DÉFI A
Réécrivez sous forme de liste courte le paragraphe du billet sur Paper Man qui commence par « Paper Man est un téléfilm américain ». Gardez-en les faits principaux.
DÉFI B
Poursuivez, s'il vous plaît, le billet sur Paper Man après sa dernière phrase.

TEXTE FOURNI

Profitez-en, après celui là c'est fini

Paper Man (1971)

mars 6th, 2014 Posted in Hacker au cinéma, Ordinateur au cinéma, Programmeur au cinéma

paper_manPaper Man est un téléfilm américain a petit budget, mais qui m’intéresse car il annonce des thèmes tels que le piratage informatique et l’usurpation d’identité, qui nous sont plutôt familiers aujourd’hui mais qui étaient passablement inédits à l’époque. On entend même parler de fantôme qui hante un ordinateur — même si le dénouement nous fait comprendre qu’il s’agissait d’un coup monté.

LIGNES

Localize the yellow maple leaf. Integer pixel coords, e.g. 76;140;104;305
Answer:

--

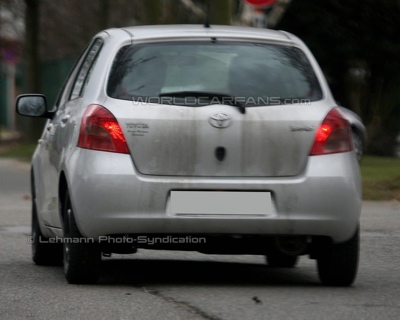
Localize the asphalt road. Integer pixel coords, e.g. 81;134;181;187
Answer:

RÉSULTAT DE TÂCHE A
- Paper Man est un téléfilm américain à petit budget.
- Il annonce des thèmes comme le piratage informatique et l'usurpation d'identité. Ces thèmes sont familiers aujourd'hui, mais ils étaient presque inédits à l'époque.
- On y parle d'un fantôme qui hanterait un ordinateur, mais le dénouement révèle un coup monté.

RÉSULTAT DE TÂCHE B
J’aime bien l’annonce par CBS : « l’ordinateur le plus diabolique depuis HAL ». C’est une référence, bien sûr, à Hal 9000, l’ordinateur conscient de 2001 l’Odyssée de l’espace, sorti trois ans plus tôt. La figure de l’ordinateur assassin ou servant à assassiner n’est pas neuve à l’époque mais a effectivement sans doute été popularisée auprès du grand public avec 2001 (1968), l’épiside Killer de la série Chapeau Melon et bottes de cuir (1969) et le film Colossus: The Forbin Project (1970). Cette figure continuera d’être exploité avec succès dans les années suivantes, par exemple avec les romans L’Ordinateur des pompes funèbres (1972), et Demon Seed (1977), qui seront tous deux adaptés au cinéma.
On savourera les métaphores utilisées par différents protagonistes pour désigner l’ordinateur : « almighty brain » (cerveau tout-puissant) ou « big ugly the great brain » (son affreuse grandeur le grand cerveau ») : la machine devient un souverain, voire une divinité.

Paper Man a été diffusé sous le titre français L’Homme de papier, et utilisé comme prétexte pour un débat sur l’informatique dans l’émission Les dossiers de l’écran du 3 avril 19791.
On peut le visionner intégralement sur Youtube, dans sa version en anglais non sous-titré.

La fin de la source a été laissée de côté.